THINGS TO DO
(1) Apart from South Africa, where does the bird atlas text say a handful of Blue Cranes occur?
(2) Write a continuation of the bird atlas text, starting after its last sentence.

TEXT FOR ANALYSIS
____________

Anyone can access these lists – you don't need to be an ADU observer. But you do need to be registered as an ADU observer to upload images to the Virtual Museum. You only register once for all ADU projects. You click on "Registration" on the left hand side menu and fill in the form. If you take pictures of butterflies (or dragonflies, or mammals, or reptiles, or frogs, etc) please do upload them to the ADU Virtual Museums, where they add value to the largest databases of their types in South Africa. Every record is important, because it indicates that the species still occurs at that locality. This is especially telling when you bear in mind that the overwhelming majority of the records in the butterfly database are collection records, many of which are decades old.

 
 

 
2012-05-09 Les Underhill 
Changes in the fortune of the Blue Crane between the first and second bird atlas projects 

Blue Crane SABAP1 vs SABAP2 range change map 7 May 2012One of the most charismatic of the species whose fortunes are surveyed by the CAR project is the Blue Crane. This range-change map depicts the mixed fortunes of this species between the first and second bird atlas projects, SABAP1 and SABAP2. (The colours on this range change map are explained in the SABAP1 vs SABAP2 maps interpretation note.) The news is mixed. All the changes reported here are confirmed by the results of the CAR project. Apart from a handful of Blue Cranes in Etosha in Namibia, this species is endemic to South Africa, in part motivating the choice of this iconic species as the national bird.

Blue Crane SABAP1 vs SABAP2 range change map KZN 7 May 2012This range change map shows that the decreases in the Grassland Biome have been sustained since SABAP1. David Allan, author of the Blue Crane species account in the first atlas wrote: "The grassland biome was the ancestral stronghold, but it has decreased c. 90% in this region [ie by 1997]. The SABAP1 map shows a fragmented distribution and low reporting rates in the grassland biome and shows almost total absence from Transkei and Lesotho, probably resulting from high human population densities. In the grassland biome the main threats are poisoning (prompted by birds feeding in agricultural fields), collisions with overhead transmission lines, and loss of habitat to afforestation, urbanization and crop farming." The range change map is alarmingly RED across the Free State, North-West Province, Gauteng, Limpopo and Mpumalanga; this means that it was recorded here in SABAP1, but not yet in SABAP2. The map is predominantly ORANGE across KwaZulu-Natal. The actual decreases in reporting rates between the two atlas projects are shown in the second map; SABAP1 reporting rates are at the top of each quarter degree grid cell, SABAP2 reporting rates at the bottom. Sadly, the fragmented distribution reported by SABAP1 is moving along the highway towards local extinction.

____________

GIVEN INFORMATION
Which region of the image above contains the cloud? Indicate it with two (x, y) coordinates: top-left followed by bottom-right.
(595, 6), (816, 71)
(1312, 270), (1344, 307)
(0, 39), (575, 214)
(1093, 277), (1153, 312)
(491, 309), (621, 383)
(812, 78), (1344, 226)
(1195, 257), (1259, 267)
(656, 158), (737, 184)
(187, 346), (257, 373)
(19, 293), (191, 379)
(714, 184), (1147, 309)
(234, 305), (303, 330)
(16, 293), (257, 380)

____________

ANSWERS BY ITEM NUMBER
(1) Etosha in Namibia

(2)
Blue Crane SABAP1 vs SABAP2 range change map Western Cape 7 May 2012In the wheat-growing area of the Western Cape, both the Overberg and the Swartland, the almost wall-to-wall GREEN shows that increases in reporting rates have been widespread, and in the Swartland these increases have been massive. These are shown on the third map. David Allan noted: "In the fynbos biome it inhabits cereal croplands and cultivated pastures and avoids natural vegetation." In pristine times, the Blue Crane was absent from the Western Cape. Now this region is the stronghold of the species, and the birds are dependent on the present patterns of agricultural land use.

The third area in which the Blue Crane historically occurred was the Karoo. The range change map here is also predominantly GREEN suggesting that the Blue Crane is holding its own in the Karoo.

One of the papers in the 2011 volume of Ornithological Observations describes an expansion even farther north, into Namaqualand in the Northern Cape. These birds were recorded on cereal fields close to farmlands, suggesting that this range expansion, like that in the Western Cape, is associated with the changes in landuse associated with agriculture.